DIRECTION A. Rewrite the paragraph beginning "You can access data that corresponds" in the Workset Toolkit page below as a short list that keeps its main facts.

★ ★ ★ ★ ★ ★ ★

HTRC Workset Toolkit

Here you can read up on all the functionalities the Workset Toolkit affords data capsule researchers. 

HTRC Workset Toolkit is a command line interface for use in the HTRC Data Capsule environment. It streamlines access to the /wiki/spaces/COM/pages/43286551 and includes utilities to pull OCR text data and volume metadata into a capsule. Additionally, it allows a researcher to point OCR text data to analysis tools that are also available in the capsule.

Capsules created after March 18, 2018 contain the Toolkit by default. If you created your capsule before March 18, 2018, please skip to Getting the HTRC Workset Toolkit below. 

Additional documentation is also available here: https://htrc.github.io/HTRC-WorksetToolkit/cli.html

Usage

The HTRC Workset Toolkit has four primary functions which allow users to download metadata and OCR data, run analysis tools, and export lists of volume IDs from the capsule. 

  • Volume Download
    • htrc download
  • Metadata Download
    • htrc metadata
  • Pre-built Analysis Workflows
    • htrc run
  • Export of volume lists
    • htrc export


Identifying volumes

Each command expects a workset path, which is how you point to the volume(s) you would like to analyze. The Toolkit accepts several different forms of identifiers for the workset path, as described in the following table. You can choose to use whichever is the most conducive to your research workflow. You don't need to specific which kind of workset path you will be using, you can simply include the identifier (e.g. the HathiTrust ID or the HathiTrust Catalog URL) in your command. 

Workset pathExampleNote
File of volume IDs/home/dcuser/Downloads/collections.txt
HathiTrust IDmdp.39015078560078
HathiTrust Catalog ID001423370
HathiTrust URLhttps://babel.hathitrust.org/cgi/pt?id=mdp.39015078560078;view=1up;seq=13must be in quotes in command
Handle.org Volume URLhttps://hdl.handle.net/2027/mdp.39015078560078must be in quotes in command
HathiTrust Catalog URLhttps://catalog.hathitrust.org/Record/001423370must be in quotes in command
HathiTrust Collection Builder URL (for public collections only)https://babel.hathitrust.org/shcgi/mb?a=listis;c=696632727must be in quotes in command

Building a dataset

To customize your dataset, you will need to search and build a collection in HathiTrust. Or use other metadata sources, including HathiFiles, to create a list of HathiTrust volume IDs. HathiTrust IDs are the unique identifier for each volume, and you can see an example in the table above.

If you are importing data using a file of volume IDs, your file should in txt format with one ID per line.

You can access data that corresponds to the permissions level associated with your capsule. Only capsules that have been granted full corpus access are able to import any volume from the HathiTrust collection. Demo and general research capsules can only import public domain (i.e. "Full View") items.

Volume Download

The basic form to import OCR data is to use the "htrc download" function. When you run the command, you have your choice of several arguments that impact how the data is transferred and you also provide the workset path. This command will only work in secure mode; it won't work in maintenance mode for security reasons.

★ ★ ★ ★ ★ ★ ★

DIRECTION B. From the records below, extract every line that contains the word "brown".

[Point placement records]
★ ★ ★ ★ ★ ★ ★

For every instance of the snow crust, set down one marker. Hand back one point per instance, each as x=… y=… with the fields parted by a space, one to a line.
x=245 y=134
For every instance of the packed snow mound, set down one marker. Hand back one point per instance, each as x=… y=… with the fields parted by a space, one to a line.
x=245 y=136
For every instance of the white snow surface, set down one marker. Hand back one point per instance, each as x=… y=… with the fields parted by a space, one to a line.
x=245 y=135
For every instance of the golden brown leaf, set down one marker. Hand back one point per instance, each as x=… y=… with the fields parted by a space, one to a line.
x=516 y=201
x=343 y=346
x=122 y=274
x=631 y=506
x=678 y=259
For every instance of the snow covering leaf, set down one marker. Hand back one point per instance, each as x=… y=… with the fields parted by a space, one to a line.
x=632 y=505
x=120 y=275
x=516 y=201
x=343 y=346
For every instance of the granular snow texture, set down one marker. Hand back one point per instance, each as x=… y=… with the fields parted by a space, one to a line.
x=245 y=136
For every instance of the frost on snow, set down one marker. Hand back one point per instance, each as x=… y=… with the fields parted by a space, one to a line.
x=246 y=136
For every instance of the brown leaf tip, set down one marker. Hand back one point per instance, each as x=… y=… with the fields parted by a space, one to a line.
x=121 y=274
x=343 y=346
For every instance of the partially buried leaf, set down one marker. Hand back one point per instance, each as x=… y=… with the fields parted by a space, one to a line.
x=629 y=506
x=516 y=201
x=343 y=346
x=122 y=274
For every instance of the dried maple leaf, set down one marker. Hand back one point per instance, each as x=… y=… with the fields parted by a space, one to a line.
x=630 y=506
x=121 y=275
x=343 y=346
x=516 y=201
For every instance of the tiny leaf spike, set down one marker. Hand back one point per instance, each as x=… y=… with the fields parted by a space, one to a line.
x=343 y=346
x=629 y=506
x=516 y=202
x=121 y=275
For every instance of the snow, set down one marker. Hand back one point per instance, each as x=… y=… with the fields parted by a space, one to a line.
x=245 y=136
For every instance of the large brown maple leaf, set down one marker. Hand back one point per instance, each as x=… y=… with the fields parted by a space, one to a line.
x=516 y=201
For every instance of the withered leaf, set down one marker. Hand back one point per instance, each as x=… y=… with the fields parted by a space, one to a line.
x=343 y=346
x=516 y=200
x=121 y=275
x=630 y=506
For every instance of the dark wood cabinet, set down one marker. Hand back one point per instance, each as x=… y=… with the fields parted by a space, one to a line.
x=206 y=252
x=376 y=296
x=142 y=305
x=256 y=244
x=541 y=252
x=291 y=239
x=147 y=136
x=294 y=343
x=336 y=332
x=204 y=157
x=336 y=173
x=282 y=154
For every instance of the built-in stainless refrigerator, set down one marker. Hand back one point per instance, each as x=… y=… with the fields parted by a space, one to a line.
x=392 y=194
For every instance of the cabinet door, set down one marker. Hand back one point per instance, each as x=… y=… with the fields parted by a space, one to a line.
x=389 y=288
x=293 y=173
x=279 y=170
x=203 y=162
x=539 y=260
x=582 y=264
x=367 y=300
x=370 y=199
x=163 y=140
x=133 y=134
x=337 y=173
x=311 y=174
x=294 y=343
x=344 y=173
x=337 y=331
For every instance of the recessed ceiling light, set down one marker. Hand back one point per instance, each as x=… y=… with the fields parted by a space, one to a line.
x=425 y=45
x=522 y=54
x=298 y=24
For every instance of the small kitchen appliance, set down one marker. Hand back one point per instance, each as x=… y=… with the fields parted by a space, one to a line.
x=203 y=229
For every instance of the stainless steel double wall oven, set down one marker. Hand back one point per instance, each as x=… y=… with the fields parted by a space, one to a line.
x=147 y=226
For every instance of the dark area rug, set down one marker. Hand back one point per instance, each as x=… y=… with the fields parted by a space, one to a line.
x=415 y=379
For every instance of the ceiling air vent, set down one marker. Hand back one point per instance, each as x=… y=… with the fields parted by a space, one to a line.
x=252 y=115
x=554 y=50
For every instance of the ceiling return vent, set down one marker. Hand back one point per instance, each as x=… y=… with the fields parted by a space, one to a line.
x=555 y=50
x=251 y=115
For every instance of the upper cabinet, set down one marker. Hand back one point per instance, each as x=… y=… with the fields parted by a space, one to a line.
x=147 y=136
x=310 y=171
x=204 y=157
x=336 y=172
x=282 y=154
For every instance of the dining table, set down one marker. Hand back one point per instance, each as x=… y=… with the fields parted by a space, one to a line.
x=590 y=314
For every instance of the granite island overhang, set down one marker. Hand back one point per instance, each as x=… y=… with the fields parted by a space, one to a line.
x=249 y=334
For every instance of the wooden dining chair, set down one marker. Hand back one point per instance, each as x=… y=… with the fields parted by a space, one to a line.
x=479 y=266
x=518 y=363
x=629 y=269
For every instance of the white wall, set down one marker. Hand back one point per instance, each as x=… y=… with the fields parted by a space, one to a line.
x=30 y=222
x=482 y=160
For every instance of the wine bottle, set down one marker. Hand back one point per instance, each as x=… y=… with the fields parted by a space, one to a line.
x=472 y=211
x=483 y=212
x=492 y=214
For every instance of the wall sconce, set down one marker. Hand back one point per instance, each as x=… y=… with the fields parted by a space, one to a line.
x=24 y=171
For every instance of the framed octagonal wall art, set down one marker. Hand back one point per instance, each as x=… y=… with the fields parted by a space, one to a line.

★ ★ ★ ★ ★ ★ ★

EXPECTED ANSWER A.
- A capsule can access data that matches its permissions level.
- Only capsules granted full corpus access can import any volume from the HathiTrust collection.
- Demo and general research capsules can import only public domain ("Full View") items.

EXPECTED ANSWER B.
For every instance of the golden brown leaf, set down one marker. Hand back one point per instance, each as x=… y=… with the fields parted by a space, one to a line.
For every instance of the brown leaf tip, set down one marker. Hand back one point per instance, each as x=… y=… with the fields parted by a space, one to a line.
For every instance of the large brown maple leaf, set down one marker. Hand back one point per instance, each as x=… y=… with the fields parted by a space, one to a line.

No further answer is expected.